▶ TEXTE EXTRAIT:
---+---
C’est une situation qui peut arriver à chacun d’entre nous, dirigeant ou simple manager d’entreprise. Je l’ai vécu il y a dix ans. Et la solution n’est pas simple car ce sont des interactions nouvelles qui apparaissent avec des acteurs auxquels on n’a pas affaire d’habitude : la police, la justice, des polices étrangères … En plus de l’actionnaire qui a son avis et son agenda quant à la valeur de son entreprise. Mais aussi sa conscience sur ce qui est à faire, ne pas faire, ne pas dire … avec des conséquences lourdes sur sa « carrière » ou au moins son avenir dans l’entreprise managée. Voici, tout d’abord, le récit des évènements.
Al Quaida chez Lastminute.com : récit des événements.
Nous sommes en mai 2004. En pleine préparation de l’été qui représente 40% des ventes annuelles. J’ai rejoint Lastminute il y a un an. Et le ciel bleu commence à voir poindre de nouveaux nuages plus ou moins menaçants. Le premier vient de tensions répétées avec le fondateur de Lastminute.com, Brent Hoberman, qui pratique le micro-management et dont l’orgueil n’a d’égal que son manque de vision, la pertinence du positionnement venant de son associée Martha Lane-Fox qui a quitté l’entreprise en octobre 2003. Les trop bons résultats de la filiale française jettent une lumière crue sur la faible réussite de l’Angleterre qui a fait des choix douteux comme de racheter des points de vente de voyage dans toutes les gares londoniennes. Comme si les voyageurs sur le point de prendre le train étaient dans une attitude favorable et une disposition d’esprit correcte pour planifier un autre voyage ou saisir une promotion. Du marketing pour certains, du simple bon sens pour d’autres. La phrase de Voltaire me revient : « le sens commun n’est pas le sens le plus commun ». Là, personne n’a osé dire le n’importe quoi de l’achat et dans une entreprise ce genre de méprise empêche de garder sa focalisation sur les choses plus importantes et plus essentielles sur ce marché très concurrentiel. Et le « board », chose habituelle, n’a pas les compétences requises pour tout ce que l’on appelle alors le « click and mortar » ou maintenant le « web to store » pour définir cette compétence d’arriver à optimiser les présences on-line et off-line pour tout commerce.
---+---
▶ DONNÉES FOURNIES:
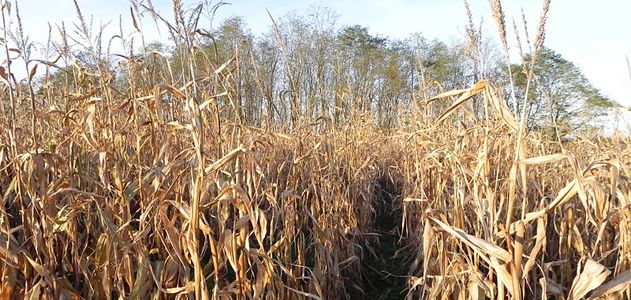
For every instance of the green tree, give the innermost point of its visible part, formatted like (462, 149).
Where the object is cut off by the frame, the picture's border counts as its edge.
(560, 94)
---+---
▶ EXERCICE ÉCRIT: Indiquez, d'après le texte extrait, à quelle date Martha Lane-Fox a quitté l'entreprise.

▶ EXERCICE CORRIGÉ: En octobre 2003.